* **Goal of the exercise**
Recast the material as a Markdown table with the columns Row and Entry. Start at the line containing "For the evaluation set, indicate each instance of the iron", end at the last line of the material, and leave out blank lines.

* **Supplied material**

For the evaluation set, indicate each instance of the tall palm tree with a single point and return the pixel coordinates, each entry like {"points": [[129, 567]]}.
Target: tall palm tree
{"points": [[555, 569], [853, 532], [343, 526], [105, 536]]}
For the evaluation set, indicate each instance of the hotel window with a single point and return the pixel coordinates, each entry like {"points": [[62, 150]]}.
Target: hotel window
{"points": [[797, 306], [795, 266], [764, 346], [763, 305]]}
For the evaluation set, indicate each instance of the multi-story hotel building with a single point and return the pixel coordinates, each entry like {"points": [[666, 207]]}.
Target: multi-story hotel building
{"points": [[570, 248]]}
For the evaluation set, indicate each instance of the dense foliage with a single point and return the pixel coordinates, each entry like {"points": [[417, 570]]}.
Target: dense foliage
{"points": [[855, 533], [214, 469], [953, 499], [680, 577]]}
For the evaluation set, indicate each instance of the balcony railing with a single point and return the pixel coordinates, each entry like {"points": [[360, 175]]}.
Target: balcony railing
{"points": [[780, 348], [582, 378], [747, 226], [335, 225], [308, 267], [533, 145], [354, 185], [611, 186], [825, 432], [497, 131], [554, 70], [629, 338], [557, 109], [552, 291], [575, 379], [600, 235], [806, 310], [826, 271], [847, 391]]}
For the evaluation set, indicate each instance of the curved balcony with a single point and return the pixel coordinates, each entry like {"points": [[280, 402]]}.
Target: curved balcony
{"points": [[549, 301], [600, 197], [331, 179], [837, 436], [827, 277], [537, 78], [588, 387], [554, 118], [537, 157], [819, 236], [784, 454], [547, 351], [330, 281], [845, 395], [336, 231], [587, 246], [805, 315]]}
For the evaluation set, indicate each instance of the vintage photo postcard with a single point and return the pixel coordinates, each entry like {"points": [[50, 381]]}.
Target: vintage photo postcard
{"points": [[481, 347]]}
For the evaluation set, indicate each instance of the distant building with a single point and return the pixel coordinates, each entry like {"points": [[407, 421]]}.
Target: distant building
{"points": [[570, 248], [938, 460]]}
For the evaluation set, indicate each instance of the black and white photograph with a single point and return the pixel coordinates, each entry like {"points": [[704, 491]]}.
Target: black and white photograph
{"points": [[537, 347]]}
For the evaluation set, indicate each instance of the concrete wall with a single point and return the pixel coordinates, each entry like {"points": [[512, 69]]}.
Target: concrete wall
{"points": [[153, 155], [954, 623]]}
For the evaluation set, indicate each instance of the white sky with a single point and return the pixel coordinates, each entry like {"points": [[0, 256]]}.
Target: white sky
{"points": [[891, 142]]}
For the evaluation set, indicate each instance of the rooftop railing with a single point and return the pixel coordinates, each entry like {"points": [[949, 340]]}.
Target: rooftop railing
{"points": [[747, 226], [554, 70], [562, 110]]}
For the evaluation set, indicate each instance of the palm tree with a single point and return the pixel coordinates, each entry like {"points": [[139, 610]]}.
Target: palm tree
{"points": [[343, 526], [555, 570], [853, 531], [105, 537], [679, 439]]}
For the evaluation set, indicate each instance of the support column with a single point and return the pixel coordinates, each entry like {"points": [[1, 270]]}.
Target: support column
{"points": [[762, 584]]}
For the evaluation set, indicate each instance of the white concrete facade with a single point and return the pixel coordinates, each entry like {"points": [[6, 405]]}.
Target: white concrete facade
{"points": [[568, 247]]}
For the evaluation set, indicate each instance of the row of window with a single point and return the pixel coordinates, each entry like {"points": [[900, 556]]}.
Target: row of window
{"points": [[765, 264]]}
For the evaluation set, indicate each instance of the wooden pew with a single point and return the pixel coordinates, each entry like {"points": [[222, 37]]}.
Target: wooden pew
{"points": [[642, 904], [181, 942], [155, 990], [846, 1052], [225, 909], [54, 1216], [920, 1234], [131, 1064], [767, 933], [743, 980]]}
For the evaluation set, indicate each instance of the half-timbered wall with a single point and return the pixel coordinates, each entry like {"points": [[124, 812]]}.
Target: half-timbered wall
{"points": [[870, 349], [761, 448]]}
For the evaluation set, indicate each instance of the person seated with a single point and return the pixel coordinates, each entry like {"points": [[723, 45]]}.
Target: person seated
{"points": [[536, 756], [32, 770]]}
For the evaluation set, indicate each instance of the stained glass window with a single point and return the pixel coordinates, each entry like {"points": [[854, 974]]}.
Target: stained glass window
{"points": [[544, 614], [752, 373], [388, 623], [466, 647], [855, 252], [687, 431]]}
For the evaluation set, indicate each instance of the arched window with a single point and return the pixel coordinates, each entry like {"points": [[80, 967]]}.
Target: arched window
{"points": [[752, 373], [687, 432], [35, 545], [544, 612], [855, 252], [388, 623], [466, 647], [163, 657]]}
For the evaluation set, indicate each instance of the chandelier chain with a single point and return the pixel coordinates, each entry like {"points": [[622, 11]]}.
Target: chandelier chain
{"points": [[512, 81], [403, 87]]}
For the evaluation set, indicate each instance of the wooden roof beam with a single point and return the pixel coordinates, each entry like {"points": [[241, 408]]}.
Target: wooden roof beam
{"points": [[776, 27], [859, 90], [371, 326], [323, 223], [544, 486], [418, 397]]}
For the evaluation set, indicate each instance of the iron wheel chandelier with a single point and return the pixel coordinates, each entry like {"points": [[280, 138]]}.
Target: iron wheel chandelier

* **Exercise solution**
| Row | Entry |
|---|---|
| 1 | For the evaluation set, indicate each instance of the iron wheel chandelier with a single point and return the pixel coordinates, each entry like {"points": [[280, 138]]}. |
| 2 | Target: iron wheel chandelier |